[What you will do] Reproduce the data below word for word, with every line unchanged.

[Entries]
+++
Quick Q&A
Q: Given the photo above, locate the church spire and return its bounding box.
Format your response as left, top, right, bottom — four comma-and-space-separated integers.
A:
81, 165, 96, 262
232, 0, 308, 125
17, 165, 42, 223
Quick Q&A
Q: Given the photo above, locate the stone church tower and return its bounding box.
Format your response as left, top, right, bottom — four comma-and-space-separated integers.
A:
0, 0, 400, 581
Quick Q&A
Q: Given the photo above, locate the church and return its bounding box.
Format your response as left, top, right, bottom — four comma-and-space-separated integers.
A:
+++
[Expected output]
Quick Q&A
Q: Given the photo above, locate the church spire and return its bounding box.
Format your response as left, top, right, bottom — four comma-and-space-separated integers.
A:
81, 165, 96, 262
232, 0, 308, 125
17, 165, 42, 223
Quick Q&A
Q: Given the photo above, locate the stone church tower and return its bounding box.
Format your response as left, top, right, bottom — four comma-and-space-separated integers.
A:
0, 0, 400, 581
Quick Q&A
Q: Given the photo above, locate the church and return its bounding box.
Format your response as left, top, right, bottom — four comma-and-space-separated integers.
A:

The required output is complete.